### [Material for this exercise]
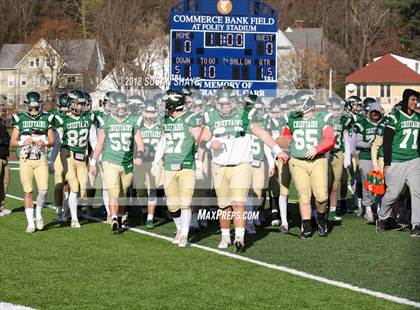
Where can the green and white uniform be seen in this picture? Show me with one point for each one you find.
(119, 142)
(307, 133)
(180, 145)
(234, 132)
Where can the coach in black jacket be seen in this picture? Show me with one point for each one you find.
(4, 165)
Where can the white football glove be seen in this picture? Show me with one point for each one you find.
(199, 172)
(155, 169)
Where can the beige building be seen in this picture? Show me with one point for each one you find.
(384, 79)
(49, 68)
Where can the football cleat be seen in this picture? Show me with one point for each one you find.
(224, 243)
(40, 224)
(177, 237)
(30, 229)
(150, 225)
(250, 229)
(75, 224)
(284, 229)
(239, 244)
(183, 242)
(333, 217)
(415, 232)
(369, 215)
(114, 226)
(380, 226)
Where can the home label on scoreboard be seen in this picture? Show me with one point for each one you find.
(216, 48)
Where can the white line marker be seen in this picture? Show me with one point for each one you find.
(295, 272)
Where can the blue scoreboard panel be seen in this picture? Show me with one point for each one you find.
(216, 50)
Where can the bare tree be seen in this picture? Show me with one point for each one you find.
(368, 16)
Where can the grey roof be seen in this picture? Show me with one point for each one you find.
(11, 54)
(76, 53)
(306, 38)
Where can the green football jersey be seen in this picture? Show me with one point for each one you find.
(307, 133)
(119, 143)
(151, 136)
(257, 144)
(367, 129)
(75, 131)
(29, 125)
(180, 144)
(406, 139)
(340, 123)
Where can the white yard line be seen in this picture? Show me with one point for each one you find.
(295, 272)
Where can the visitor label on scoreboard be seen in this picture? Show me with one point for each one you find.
(220, 50)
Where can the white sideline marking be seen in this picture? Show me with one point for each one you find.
(7, 306)
(295, 272)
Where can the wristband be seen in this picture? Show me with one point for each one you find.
(139, 154)
(276, 150)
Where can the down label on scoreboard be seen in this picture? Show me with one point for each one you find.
(215, 51)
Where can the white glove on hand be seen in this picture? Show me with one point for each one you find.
(199, 173)
(155, 169)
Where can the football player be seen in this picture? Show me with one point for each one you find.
(228, 130)
(32, 133)
(117, 138)
(74, 130)
(366, 131)
(151, 132)
(260, 153)
(181, 133)
(313, 137)
(402, 159)
(342, 125)
(63, 107)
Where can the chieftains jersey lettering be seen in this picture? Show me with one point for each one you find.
(306, 133)
(119, 142)
(367, 130)
(29, 125)
(180, 143)
(75, 131)
(234, 132)
(257, 144)
(151, 136)
(406, 139)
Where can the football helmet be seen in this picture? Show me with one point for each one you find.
(226, 103)
(136, 104)
(175, 101)
(355, 104)
(63, 104)
(119, 105)
(33, 103)
(367, 102)
(77, 101)
(308, 103)
(150, 110)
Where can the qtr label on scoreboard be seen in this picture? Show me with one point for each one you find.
(216, 50)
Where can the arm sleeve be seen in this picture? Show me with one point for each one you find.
(160, 149)
(376, 144)
(328, 141)
(388, 138)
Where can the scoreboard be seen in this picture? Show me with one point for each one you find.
(216, 50)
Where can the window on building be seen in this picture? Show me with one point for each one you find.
(11, 81)
(23, 80)
(35, 81)
(34, 62)
(364, 89)
(71, 79)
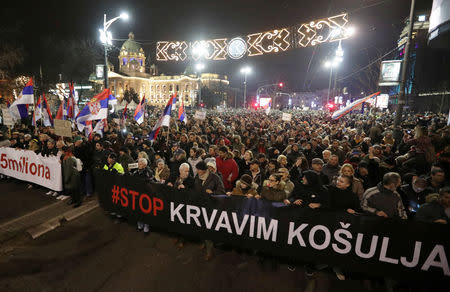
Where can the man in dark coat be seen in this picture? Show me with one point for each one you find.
(207, 182)
(437, 211)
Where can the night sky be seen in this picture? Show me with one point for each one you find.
(378, 26)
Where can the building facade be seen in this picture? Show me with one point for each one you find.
(157, 88)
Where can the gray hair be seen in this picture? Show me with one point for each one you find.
(143, 160)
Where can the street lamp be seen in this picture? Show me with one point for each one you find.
(106, 39)
(199, 67)
(245, 70)
(338, 58)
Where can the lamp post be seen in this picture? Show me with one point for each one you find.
(401, 93)
(245, 70)
(198, 69)
(106, 39)
(338, 58)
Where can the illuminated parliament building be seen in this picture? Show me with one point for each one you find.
(157, 88)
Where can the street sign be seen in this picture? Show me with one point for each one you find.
(63, 128)
(7, 118)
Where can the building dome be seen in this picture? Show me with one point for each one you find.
(132, 57)
(131, 46)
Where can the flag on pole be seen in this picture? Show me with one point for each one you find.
(71, 102)
(164, 120)
(37, 115)
(139, 112)
(181, 113)
(46, 113)
(60, 115)
(96, 109)
(19, 108)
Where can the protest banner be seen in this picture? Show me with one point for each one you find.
(200, 115)
(29, 166)
(362, 244)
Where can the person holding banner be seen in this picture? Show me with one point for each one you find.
(71, 176)
(208, 183)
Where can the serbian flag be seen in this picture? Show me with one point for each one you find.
(96, 109)
(19, 108)
(71, 102)
(342, 112)
(164, 120)
(99, 128)
(61, 114)
(181, 113)
(37, 115)
(139, 112)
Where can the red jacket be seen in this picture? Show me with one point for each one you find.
(227, 167)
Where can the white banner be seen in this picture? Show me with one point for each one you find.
(27, 165)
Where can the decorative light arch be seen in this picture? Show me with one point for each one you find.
(315, 32)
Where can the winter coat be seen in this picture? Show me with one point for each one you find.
(330, 171)
(276, 194)
(288, 187)
(187, 182)
(238, 191)
(227, 167)
(213, 182)
(71, 175)
(341, 200)
(381, 199)
(164, 174)
(431, 212)
(124, 160)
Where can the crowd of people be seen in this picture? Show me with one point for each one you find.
(352, 165)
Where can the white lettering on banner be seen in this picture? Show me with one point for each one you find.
(438, 250)
(437, 257)
(28, 166)
(194, 216)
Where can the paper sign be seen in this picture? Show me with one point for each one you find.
(286, 117)
(7, 118)
(200, 115)
(63, 128)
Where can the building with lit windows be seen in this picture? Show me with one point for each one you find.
(157, 88)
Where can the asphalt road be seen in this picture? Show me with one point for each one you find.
(94, 254)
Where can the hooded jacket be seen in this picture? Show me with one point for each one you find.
(313, 192)
(227, 167)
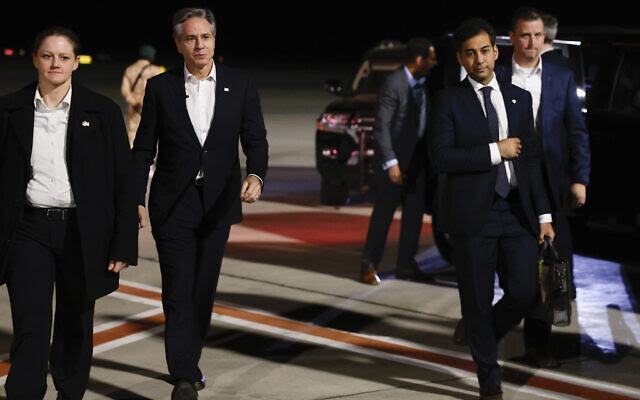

### [The task]
Restate, word for word, all of the material above, leaving out the images.

### [Answer for the task]
Where can the green and white uniform be seen in this picture? Show me with one point for each one you find.
(119, 142)
(307, 133)
(180, 145)
(234, 132)
Where can the coach in black jacket be seen in this picture? Show me with one point for each one you find.
(4, 165)
Where can the white football glove be seen in this picture? Show me with one point for each one you find.
(199, 172)
(155, 169)
Where can the beige building be seen in this picture? Show me with one point for each one you find.
(384, 79)
(49, 68)
Where can the football cleat be seen in this picture? Show me with one point for each one you find.
(224, 243)
(40, 224)
(177, 237)
(30, 229)
(150, 225)
(250, 229)
(75, 224)
(284, 229)
(239, 244)
(183, 242)
(333, 217)
(415, 232)
(369, 215)
(114, 226)
(380, 226)
Where can the home label on scoreboard be seen in this picture? Show me with one point for each one you find.
(216, 48)
Where can the white line marker be seen in this picture? Show me with one point for each one you find.
(295, 272)
Where can the blue scoreboard panel be seen in this picture? Show me with one point for each one you find.
(216, 50)
Where can the bare tree be seen in this picture? Show me with one point for each one you find.
(368, 16)
Where can the grey roof be seen in this picture? Show me with one point for each one you find.
(11, 54)
(76, 53)
(306, 38)
Where can the green football jersey be seen in this picture? Show me with one point for each one you find.
(307, 133)
(119, 143)
(151, 136)
(257, 144)
(367, 129)
(75, 131)
(29, 125)
(180, 144)
(406, 139)
(340, 123)
Where can the white yard line be seen in this picture? Show me with one point for each one you find.
(295, 272)
Where can the visitor label on scoreboard be seen in this picture? Show me with one point for each one you find.
(220, 50)
Where can the white sideline marking be seen in this picture? Show me with one point for each one you find.
(7, 306)
(295, 272)
Where can the wristband be seen in this picture? Show me with one point for each one you find.
(139, 154)
(276, 150)
Where can the down label on scoreboard be seen in this picture? Show me with one point for each one you find.
(215, 51)
Where can the white glove on hand be seen in this picture? Show me with one point for each one you find.
(199, 173)
(155, 169)
Where can the football player be seen in this picture? Show me with one point for each one you find.
(228, 130)
(32, 133)
(117, 138)
(74, 130)
(366, 131)
(151, 132)
(260, 153)
(181, 133)
(313, 137)
(402, 159)
(342, 125)
(63, 107)
Where can the chieftains jersey lettering be seen in this picture? Show me with one point for each one you find.
(306, 133)
(119, 142)
(367, 130)
(29, 125)
(180, 143)
(75, 131)
(234, 132)
(257, 144)
(151, 136)
(406, 139)
Where can the football helmet be seen in this picture? Show me with one point for each one you find.
(226, 103)
(136, 104)
(175, 101)
(355, 104)
(63, 104)
(119, 105)
(33, 103)
(367, 102)
(77, 101)
(308, 103)
(150, 110)
Where can the qtr label on scoreboard be seen in this picture? Show me with one point for each one you find.
(216, 50)
Where can the arm sleeve be seen in this picture? Show me with one point for each one you find.
(160, 149)
(376, 144)
(328, 141)
(388, 138)
Where can the scoreboard be seen in this picture? Show me with one point for each one you find.
(216, 50)
Where can the window on building be seen in this picture? Show me with one point for each one you find.
(11, 81)
(23, 80)
(35, 81)
(34, 62)
(364, 89)
(71, 79)
Where can the man in dark coat be seen in this picture? Show me with one point for each one you find.
(207, 182)
(437, 211)
Where can the night sky be seen in this picture? Show me with one point for each one you find.
(378, 26)
Where can the building facade be seen in this picture? Show me with one point for each one you find.
(157, 88)
Where can the gray hair be seen in this picture? Show me with one point for each one you find.
(143, 160)
Where can the street lamp be seen in this picture? Show me with one point for each one you find.
(106, 39)
(199, 67)
(245, 70)
(338, 58)
Where can the lamp post be seen in this picture? Show me with one point for each one you find.
(401, 93)
(245, 70)
(198, 69)
(106, 39)
(338, 58)
Where can the illuminated parliament building be seen in this picture? Show me with one point for each one you find.
(157, 88)
Where can the street sign be seen in this picture? Show me with one point for each one you find.
(63, 128)
(7, 118)
Where can the building dome be seen in this picture? Show me with one point for each one you find.
(132, 57)
(131, 46)
Where can the flag on pole be seen in this picture? Show me with one point for each one you find.
(71, 102)
(164, 120)
(37, 115)
(139, 112)
(181, 113)
(46, 113)
(60, 115)
(96, 109)
(19, 108)
Where can the protest banner be seen in this picture? Show me with one point for each one you find.
(200, 115)
(29, 166)
(362, 244)
Where can the person holding banner be seen in this picture? Show me with one point for each one you find.
(71, 176)
(208, 183)
Where can the serbian flag be seen in this picture? Show me with one point for each one you find.
(96, 109)
(19, 108)
(71, 102)
(342, 112)
(164, 120)
(99, 128)
(61, 114)
(181, 113)
(37, 115)
(139, 112)
Where can the red jacket be seen in this picture? Show me with one point for each one you find.
(227, 167)
Where can the white banner be seen in this picture? Show me with one point for each one you find.
(27, 165)
Where can the decorative light arch be seen in this picture? Show me with one point for each one you find.
(315, 32)
Where can the winter coat be seen in this picture? Show me with one point for each one you find.
(330, 171)
(276, 194)
(288, 187)
(187, 182)
(238, 191)
(227, 167)
(213, 182)
(71, 175)
(341, 200)
(381, 199)
(164, 174)
(431, 212)
(124, 160)
Where can the crowd of people be seen in this picture? Show me with one point for each one you find.
(352, 165)
Where can the white lettering on banner be seen in this picture? Show me with one point for each one you find.
(438, 250)
(437, 257)
(28, 166)
(194, 216)
Where can the paper sign be seen in this picture? Show me with one point for each one you find.
(286, 117)
(7, 118)
(200, 115)
(63, 128)
Where can the building with lit windows be seen in this picture? Show me with one point for each one you find.
(157, 88)
Where can the asphalt road be seen in this picture? Show me with one point for each one you find.
(94, 254)
Where can the hooded jacket be seen in this picture? Show me with one point for each one you find.
(313, 192)
(227, 167)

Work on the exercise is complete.